(Exercise) Convert the lines below, starting with the line that contains "Would you kindly indicate the black flat" and going on through the last line of the items, into a Markdown table with the columns Row and Line, numbering each row and leaving out any blank lines.

::: Input for this task

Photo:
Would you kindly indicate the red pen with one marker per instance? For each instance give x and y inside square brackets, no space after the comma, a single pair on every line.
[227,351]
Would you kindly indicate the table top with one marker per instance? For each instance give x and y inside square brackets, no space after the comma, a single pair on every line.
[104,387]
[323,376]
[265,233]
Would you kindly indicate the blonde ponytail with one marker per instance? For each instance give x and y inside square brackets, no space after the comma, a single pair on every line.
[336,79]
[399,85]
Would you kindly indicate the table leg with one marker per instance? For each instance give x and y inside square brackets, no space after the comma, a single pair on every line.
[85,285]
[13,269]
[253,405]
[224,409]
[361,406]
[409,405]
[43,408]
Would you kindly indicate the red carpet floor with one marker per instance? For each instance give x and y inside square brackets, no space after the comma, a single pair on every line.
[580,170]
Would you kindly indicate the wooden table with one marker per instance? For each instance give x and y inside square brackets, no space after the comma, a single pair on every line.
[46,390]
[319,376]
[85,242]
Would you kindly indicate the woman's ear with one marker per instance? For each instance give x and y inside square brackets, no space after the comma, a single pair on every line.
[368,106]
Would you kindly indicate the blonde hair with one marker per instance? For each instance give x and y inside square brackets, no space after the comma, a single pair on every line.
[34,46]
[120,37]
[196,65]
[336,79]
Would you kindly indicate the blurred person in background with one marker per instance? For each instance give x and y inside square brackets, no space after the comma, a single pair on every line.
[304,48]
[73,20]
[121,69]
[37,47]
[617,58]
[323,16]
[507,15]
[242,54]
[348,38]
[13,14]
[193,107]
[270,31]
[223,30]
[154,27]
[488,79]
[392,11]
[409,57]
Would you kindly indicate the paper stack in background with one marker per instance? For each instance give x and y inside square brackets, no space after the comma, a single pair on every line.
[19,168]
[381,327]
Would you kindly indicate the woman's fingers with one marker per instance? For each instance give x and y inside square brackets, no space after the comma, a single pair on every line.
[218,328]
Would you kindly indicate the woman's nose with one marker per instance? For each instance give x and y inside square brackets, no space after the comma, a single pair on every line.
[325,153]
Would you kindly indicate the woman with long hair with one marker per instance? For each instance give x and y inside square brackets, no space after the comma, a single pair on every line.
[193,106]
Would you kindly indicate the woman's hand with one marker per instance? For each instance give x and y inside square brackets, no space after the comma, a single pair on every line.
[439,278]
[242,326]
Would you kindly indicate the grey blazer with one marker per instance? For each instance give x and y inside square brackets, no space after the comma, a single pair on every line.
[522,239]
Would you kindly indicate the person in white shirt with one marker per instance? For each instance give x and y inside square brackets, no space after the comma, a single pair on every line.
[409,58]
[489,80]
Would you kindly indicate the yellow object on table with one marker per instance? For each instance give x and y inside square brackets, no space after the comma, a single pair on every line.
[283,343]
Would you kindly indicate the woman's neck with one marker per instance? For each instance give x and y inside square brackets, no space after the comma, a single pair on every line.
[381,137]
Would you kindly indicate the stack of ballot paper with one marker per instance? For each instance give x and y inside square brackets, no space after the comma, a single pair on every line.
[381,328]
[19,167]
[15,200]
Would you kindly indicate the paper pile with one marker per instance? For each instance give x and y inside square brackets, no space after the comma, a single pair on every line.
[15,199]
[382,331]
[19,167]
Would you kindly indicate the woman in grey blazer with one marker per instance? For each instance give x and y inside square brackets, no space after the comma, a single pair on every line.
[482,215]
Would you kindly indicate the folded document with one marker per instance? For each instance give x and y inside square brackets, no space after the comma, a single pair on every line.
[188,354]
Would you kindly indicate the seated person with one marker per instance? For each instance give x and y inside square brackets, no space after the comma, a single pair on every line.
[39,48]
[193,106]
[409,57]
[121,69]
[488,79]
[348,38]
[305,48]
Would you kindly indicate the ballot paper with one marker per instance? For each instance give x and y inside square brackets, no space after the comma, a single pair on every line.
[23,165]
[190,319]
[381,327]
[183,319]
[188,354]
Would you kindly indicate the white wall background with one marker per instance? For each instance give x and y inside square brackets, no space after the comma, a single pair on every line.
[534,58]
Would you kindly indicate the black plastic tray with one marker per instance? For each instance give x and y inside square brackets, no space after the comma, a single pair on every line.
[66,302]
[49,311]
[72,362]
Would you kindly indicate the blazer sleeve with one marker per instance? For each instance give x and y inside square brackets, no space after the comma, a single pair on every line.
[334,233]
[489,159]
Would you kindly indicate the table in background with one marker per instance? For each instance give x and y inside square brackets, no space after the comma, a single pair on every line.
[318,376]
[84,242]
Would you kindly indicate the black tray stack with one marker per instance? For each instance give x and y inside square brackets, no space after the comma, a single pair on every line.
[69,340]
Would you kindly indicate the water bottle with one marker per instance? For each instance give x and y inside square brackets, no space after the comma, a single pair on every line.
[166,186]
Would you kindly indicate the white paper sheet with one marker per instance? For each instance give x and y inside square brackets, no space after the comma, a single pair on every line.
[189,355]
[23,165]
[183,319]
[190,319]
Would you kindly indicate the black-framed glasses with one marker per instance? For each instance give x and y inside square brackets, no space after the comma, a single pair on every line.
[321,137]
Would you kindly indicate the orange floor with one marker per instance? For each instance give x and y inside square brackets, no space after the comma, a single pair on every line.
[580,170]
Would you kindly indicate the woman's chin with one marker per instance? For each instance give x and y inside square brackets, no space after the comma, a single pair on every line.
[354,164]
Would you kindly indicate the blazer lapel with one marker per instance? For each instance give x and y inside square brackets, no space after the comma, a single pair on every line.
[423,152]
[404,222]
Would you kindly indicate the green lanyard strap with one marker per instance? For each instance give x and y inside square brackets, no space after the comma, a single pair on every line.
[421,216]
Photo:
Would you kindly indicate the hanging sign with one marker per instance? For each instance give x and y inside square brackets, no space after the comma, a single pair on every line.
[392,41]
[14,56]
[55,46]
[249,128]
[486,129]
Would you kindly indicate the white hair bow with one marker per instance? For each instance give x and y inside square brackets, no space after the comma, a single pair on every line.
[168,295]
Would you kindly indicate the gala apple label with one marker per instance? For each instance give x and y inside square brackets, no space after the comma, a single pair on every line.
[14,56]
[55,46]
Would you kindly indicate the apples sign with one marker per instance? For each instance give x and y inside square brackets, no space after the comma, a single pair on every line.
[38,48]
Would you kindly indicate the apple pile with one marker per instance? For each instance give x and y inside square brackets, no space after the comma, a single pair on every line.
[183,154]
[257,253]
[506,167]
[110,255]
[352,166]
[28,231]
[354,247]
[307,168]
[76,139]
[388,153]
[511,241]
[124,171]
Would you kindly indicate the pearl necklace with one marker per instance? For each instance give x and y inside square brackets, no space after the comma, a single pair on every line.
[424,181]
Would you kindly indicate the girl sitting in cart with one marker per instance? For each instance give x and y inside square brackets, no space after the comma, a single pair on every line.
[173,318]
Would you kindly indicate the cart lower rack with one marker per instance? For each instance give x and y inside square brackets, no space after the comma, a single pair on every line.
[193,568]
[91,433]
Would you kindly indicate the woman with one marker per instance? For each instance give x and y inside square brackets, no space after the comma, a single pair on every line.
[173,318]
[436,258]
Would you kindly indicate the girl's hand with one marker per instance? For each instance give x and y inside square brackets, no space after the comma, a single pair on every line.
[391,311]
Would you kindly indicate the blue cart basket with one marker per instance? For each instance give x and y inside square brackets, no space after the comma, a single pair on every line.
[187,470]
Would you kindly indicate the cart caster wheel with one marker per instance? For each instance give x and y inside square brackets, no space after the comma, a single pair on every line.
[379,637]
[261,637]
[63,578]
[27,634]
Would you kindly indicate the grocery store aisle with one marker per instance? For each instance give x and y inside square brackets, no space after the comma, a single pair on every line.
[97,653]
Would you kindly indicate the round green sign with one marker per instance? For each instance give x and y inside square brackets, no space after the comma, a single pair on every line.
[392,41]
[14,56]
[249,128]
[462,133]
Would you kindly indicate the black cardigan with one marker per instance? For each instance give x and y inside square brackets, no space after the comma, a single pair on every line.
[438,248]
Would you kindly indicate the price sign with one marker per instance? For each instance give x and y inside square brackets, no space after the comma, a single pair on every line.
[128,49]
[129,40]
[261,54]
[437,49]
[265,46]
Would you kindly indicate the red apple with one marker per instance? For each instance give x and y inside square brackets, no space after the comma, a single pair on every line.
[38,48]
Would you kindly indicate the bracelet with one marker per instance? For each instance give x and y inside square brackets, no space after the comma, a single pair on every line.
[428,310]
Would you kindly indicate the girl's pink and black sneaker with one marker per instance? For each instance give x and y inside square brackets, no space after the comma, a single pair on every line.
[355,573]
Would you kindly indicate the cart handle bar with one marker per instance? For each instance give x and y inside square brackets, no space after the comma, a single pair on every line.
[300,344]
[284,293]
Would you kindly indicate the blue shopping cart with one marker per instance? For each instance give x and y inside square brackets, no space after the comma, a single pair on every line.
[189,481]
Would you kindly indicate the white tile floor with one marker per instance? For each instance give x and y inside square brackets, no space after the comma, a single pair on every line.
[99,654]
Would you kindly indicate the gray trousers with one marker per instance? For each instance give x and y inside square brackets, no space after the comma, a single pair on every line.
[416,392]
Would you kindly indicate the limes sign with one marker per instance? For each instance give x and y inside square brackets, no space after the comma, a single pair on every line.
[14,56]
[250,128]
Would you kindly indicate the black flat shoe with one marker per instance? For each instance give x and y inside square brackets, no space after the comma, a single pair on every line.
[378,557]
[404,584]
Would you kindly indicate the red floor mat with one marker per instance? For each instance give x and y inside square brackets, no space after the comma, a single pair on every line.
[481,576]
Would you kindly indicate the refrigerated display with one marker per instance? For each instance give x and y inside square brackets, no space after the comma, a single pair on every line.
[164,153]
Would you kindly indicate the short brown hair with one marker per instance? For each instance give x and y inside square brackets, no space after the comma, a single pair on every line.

::::::

(Result for this exercise)
| Row | Line |
|---|---|
| 1 | Would you kindly indicate the black flat shoe with one marker per instance? For each instance give x and y inside square brackets, no space after the comma, a single pair on every line. |
| 2 | [378,557] |
| 3 | [404,584] |
| 4 | Would you kindly indicate the red floor mat with one marker per instance? For each instance give x and y inside square brackets, no space after the comma, a single pair on every line. |
| 5 | [481,576] |
| 6 | Would you kindly indicate the refrigerated display with one marker per instance? For each instance give x and y inside square brackets, no space after the comma, a single pair on every line. |
| 7 | [164,153] |
| 8 | Would you kindly indicate the short brown hair with one marker per instance? For each instance give x and y inside square brackets, no space after the comma, a single pair on every line. |